→ **STATED GOAL**: Reproduce the lines of the data from the one containing "[spot] the white uniform, one" through the end of the data, changing "white uniform" to "white jersey" and leaving everything else unchanged.

───

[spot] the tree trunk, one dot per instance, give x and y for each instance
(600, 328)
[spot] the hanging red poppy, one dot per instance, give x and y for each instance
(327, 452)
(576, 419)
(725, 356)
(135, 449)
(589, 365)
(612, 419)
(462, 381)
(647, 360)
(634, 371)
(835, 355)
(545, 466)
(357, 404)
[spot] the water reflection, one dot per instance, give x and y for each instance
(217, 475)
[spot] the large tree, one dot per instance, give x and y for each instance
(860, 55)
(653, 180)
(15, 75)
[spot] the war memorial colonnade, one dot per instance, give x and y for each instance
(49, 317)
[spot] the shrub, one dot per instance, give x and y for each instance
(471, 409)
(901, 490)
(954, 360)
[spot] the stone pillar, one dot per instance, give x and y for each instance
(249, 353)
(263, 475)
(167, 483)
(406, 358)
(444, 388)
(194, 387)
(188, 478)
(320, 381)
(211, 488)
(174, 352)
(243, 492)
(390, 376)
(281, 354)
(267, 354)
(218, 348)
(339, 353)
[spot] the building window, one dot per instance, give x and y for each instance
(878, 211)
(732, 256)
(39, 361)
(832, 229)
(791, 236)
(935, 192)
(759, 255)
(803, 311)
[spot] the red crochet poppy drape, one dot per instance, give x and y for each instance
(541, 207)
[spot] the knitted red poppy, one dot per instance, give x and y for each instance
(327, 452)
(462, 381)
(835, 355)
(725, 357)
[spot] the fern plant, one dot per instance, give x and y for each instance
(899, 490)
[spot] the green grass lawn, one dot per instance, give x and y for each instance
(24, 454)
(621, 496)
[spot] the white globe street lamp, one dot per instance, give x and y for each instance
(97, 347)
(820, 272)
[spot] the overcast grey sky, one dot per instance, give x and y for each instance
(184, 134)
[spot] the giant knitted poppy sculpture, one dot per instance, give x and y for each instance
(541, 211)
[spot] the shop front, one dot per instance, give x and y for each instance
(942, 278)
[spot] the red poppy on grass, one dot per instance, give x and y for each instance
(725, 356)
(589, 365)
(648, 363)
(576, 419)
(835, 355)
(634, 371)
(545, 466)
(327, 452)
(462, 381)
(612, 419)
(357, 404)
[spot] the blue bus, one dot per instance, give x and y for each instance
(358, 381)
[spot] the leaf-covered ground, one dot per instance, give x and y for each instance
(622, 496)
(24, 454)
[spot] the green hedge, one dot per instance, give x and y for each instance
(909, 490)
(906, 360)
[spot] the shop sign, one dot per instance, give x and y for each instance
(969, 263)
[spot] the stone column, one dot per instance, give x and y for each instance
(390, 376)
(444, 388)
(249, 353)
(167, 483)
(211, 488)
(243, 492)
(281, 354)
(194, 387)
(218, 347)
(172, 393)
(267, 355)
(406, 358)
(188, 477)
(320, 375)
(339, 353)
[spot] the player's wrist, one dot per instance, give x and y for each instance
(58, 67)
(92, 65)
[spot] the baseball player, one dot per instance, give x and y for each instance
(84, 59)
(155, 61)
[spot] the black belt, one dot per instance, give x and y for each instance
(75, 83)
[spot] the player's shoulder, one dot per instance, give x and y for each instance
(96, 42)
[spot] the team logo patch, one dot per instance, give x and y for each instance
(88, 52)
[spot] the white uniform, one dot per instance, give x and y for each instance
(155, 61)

───

→ **REPLY TO THE EXERCISE**:
[spot] the white jersey, one dot per instance, give x and y for each instance
(155, 61)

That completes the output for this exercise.